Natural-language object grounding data
Segment Open
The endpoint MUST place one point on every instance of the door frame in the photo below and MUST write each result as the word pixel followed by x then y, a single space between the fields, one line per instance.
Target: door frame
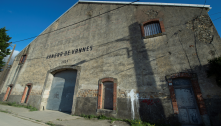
pixel 195 87
pixel 48 83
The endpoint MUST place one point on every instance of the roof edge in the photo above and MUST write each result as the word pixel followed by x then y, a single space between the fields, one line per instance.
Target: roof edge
pixel 147 3
pixel 48 27
pixel 118 2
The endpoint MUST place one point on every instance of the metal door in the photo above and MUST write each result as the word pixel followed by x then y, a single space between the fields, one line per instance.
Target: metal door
pixel 188 110
pixel 62 91
pixel 108 95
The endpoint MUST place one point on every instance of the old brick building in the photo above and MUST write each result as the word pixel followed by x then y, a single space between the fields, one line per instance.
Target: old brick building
pixel 126 60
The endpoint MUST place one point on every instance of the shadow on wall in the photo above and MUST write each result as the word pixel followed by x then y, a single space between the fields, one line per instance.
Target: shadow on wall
pixel 151 107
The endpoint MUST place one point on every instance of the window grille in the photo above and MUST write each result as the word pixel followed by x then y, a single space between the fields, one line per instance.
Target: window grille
pixel 152 29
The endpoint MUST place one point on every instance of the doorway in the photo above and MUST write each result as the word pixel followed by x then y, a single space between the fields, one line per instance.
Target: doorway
pixel 26 93
pixel 8 92
pixel 187 106
pixel 108 95
pixel 62 91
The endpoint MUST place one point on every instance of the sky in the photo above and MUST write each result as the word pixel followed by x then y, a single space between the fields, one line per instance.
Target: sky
pixel 28 18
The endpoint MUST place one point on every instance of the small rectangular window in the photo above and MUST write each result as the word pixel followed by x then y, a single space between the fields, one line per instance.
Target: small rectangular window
pixel 152 29
pixel 23 58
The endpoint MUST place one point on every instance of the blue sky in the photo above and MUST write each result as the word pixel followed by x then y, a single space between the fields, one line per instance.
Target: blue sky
pixel 28 18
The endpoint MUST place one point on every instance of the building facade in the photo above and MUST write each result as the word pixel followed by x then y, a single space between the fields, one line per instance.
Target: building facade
pixel 126 60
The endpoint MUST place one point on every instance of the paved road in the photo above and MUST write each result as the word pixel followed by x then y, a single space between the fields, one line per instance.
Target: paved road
pixel 10 120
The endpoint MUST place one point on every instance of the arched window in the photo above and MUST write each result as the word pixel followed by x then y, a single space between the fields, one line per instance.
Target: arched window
pixel 152 28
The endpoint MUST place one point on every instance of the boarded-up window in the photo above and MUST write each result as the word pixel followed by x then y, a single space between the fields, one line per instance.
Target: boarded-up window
pixel 7 94
pixel 108 95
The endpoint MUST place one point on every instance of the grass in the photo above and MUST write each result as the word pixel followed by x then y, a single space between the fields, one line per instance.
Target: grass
pixel 50 123
pixel 131 122
pixel 14 104
pixel 4 111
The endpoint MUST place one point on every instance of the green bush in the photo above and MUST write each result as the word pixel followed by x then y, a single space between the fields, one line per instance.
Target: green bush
pixel 14 104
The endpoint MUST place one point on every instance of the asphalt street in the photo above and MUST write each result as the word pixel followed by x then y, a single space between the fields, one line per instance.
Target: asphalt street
pixel 10 120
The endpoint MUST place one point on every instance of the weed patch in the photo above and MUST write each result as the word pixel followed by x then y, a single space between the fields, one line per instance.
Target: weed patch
pixel 14 104
pixel 131 122
pixel 50 123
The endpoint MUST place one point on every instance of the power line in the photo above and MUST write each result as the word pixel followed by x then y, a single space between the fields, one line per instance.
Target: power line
pixel 76 22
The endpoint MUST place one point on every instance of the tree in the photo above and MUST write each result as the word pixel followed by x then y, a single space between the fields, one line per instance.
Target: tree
pixel 215 69
pixel 4 44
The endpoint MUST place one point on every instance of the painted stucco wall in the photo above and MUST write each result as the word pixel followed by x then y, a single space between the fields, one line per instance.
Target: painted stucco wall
pixel 117 49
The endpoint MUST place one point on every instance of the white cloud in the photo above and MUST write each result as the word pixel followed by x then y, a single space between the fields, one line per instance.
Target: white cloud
pixel 15 53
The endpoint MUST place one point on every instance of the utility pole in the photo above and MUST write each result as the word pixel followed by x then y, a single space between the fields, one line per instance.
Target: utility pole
pixel 4 72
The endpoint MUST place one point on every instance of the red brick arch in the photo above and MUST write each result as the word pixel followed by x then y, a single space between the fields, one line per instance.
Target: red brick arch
pixel 152 20
pixel 196 90
pixel 100 91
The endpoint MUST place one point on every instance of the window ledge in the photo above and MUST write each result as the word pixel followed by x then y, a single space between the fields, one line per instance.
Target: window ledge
pixel 106 111
pixel 156 35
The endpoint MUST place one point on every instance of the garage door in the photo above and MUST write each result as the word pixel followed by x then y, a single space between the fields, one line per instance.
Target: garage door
pixel 62 91
pixel 188 110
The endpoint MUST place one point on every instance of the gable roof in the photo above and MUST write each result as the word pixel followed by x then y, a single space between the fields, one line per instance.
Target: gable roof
pixel 147 3
pixel 133 3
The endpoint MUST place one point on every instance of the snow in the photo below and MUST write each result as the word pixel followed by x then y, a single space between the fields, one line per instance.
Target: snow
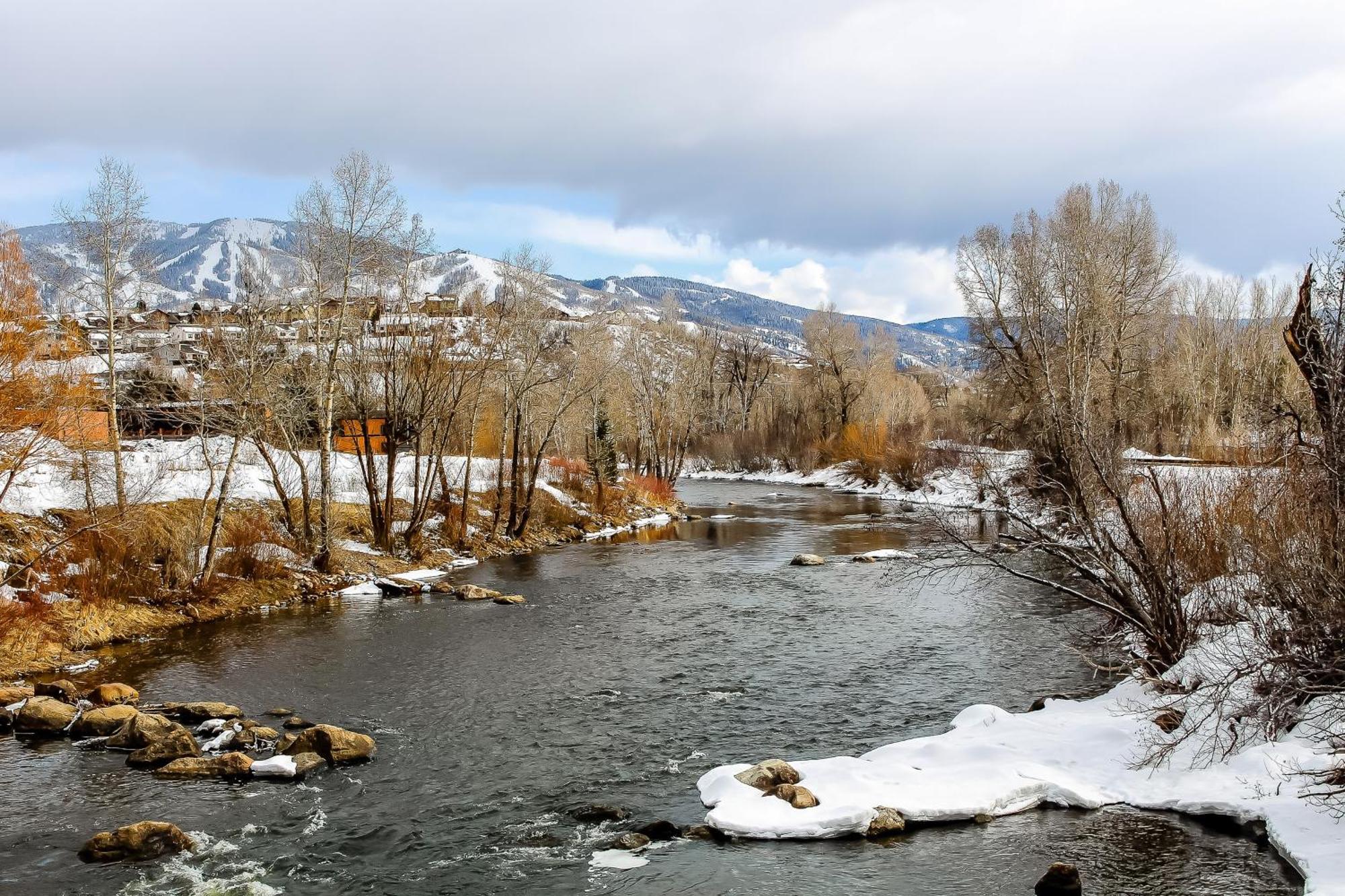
Segment Closed
Set each line of the records down again exactly as it reads. Omit the pictures.

The endpoint MUST place one point on every instance of the door frame in the photo below and MUST write each result as the word pixel followed by x then y, a single space between the fields, one line per instance.
Target: door frame
pixel 195 87
pixel 48 83
The endpoint MUST place one point on every instance of the roof edge in the photo above and MUST write each result as the word pixel followed by x then y, a single space between the fields, one line per instance.
Target: roof edge
pixel 147 3
pixel 48 27
pixel 118 2
The endpoint MUST place one point on every instance of the metal door in the photo above and MUST write each result as the word pixel followed by x then y, a single space between the fields, one line per instance.
Target: metal door
pixel 188 110
pixel 62 91
pixel 108 95
The endpoint MUST place one point on every instance of the old brick building in the photo above and MUST write each result as the word pixel followed by x then y, a single space between the fields, one line per instance.
Target: old brick building
pixel 126 60
The endpoint MUST place one point on every instance of the shadow on wall in the photo above and MUST write each result as the word pixel followed by x then y, a single space between the fields, one line per instance.
Target: shadow on wall
pixel 151 107
The endpoint MUST place one point on every instance of the window grille in the photo above and MUST write each result as the word pixel followed by x then y, a single space between the fields, one line per instance.
Target: window grille
pixel 152 29
The endpoint MUST place one point on every instance of the doorway in the photo above and MUST write each result as the word pixel followed by x then y, a single space between the fields, one line per instance.
Target: doorway
pixel 26 93
pixel 8 92
pixel 187 106
pixel 108 95
pixel 62 91
The endpoint MUST place one point on every instance of the sky in the photo above and MUST write each result as the word pixel followed by x then y, a single space between the fields, one line per instance.
Target: sky
pixel 28 18
The endpoint MUST place one point on every instance of the small rectangular window in the photo above and MUST write each result as the word pixel followed by x then y, a single space between the fields, one line per instance.
Target: small rectangular window
pixel 152 29
pixel 23 58
The endpoint MUST place one point on every instance of the blue sky in the photo above and MUST write each result as the word pixel followed by x then y, a single space between the fields, one line per instance.
Target: blue sky
pixel 28 18
The endpoint MUST place one point on every instance of the building facade in the photo above and MUST write each result as the word pixel followed by x then y, a single space between the fields, one line per instance.
Target: building facade
pixel 126 60
The endpoint MUST place one point on every instance of the paved road in the photo above and MUST write each result as the word pixel followed by x then y, a single space between the fields, one line per instance.
Target: paved road
pixel 10 120
The endpoint MUST place one point on every instance of the arched window in the photo above and MUST write each result as the word pixel followed by x then y, a single space between the fields, one line per instance.
Target: arched window
pixel 152 28
The endpoint MUST place one point on every instance of the boarded-up window in the photo above and MUST write each result as the word pixel followed by x then y, a single space between the fields, one line per instance.
Target: boarded-up window
pixel 7 94
pixel 108 95
The endpoint MUST place one point on every instance of the grass in the photo above and MUST write each result as the word pixel followed by x then y, a single space between the fields, one line per instance.
Target: grass
pixel 50 123
pixel 131 122
pixel 14 104
pixel 4 111
The endpoint MUST place one point on every instance of the green bush in the photo above and MUST write each result as the word pixel followed by x then y, a single space between the fields, one line per instance.
Target: green bush
pixel 14 104
The endpoint MUST place one point on every instance of the asphalt street in the photo above and MUST write each result as the word pixel followed by x then y, a single space between the fields, one line per instance.
Target: asphalt street
pixel 10 120
The endpoint MUST place one point on every instance of the weed patch in the photo above and MUST write each result as the word pixel followed by x then y, a single space between the fields, one line per instance.
Target: weed patch
pixel 14 104
pixel 131 122
pixel 50 123
The endpoint MUST place one point on every instance of the power line in the photo above and MUST write each result as the word pixel followed by x then y, a single space between the fields, one line per instance.
Target: power line
pixel 76 22
The endpoint MUST place one point on every instance of the tree in the photo above and MUST write each result as the word pixel followed by x then y, a single space between the fields, one line per instance.
Target: tree
pixel 215 69
pixel 4 44
The endpoint MUST place one point on every instance of the painted stucco wall in the photo above and MUST write each result as the word pixel followed by x then y, a single space between the fields, one line per instance.
Target: painted stucco wall
pixel 117 49
The endpoint MUST place one point on every instance of the white cloud in the photo above and MUST write each result as the word pixel followed by x then y, a single space between the fields, one line per instance.
Target: white cloud
pixel 15 53
The endpoint MUST place one point on every instance of the utility pole in the photo above and MUST write each result as the word pixel followed by x then y, a single space between the fields, one line per instance.
Target: utility pole
pixel 4 72
The endpoint MUST place one point on every instance of the red brick arch in the photo above and MUST write each result as the word pixel followed by x then y, a single space between the fields, one line per instance.
Target: red brick arch
pixel 152 20
pixel 196 90
pixel 100 91
The endpoint MUST place one point on every instance of the window ledge in the photo above and MUST write each result as the word pixel followed by x then y, a single space between the fields, one line per instance.
Target: window ledge
pixel 106 111
pixel 156 35
The endpoint MUST place one point on every instance of the garage door in the photo above and MUST write each result as the word pixel followed by x then y, a single space between the fields, one line per instance.
Target: garage door
pixel 62 91
pixel 188 110
The endpoint MUST place one point on every instance of the gable roof in the photo above and MUST write each result as the word pixel followed by x then y, a single space between the fields, one line per instance.
Target: gable roof
pixel 147 3
pixel 133 3
The endpoint MUST place one point on every instance of the snow in the photo below and MUST write each result as the word pixel followed by x then y, a single space between the fields, one line per instance.
Target: snow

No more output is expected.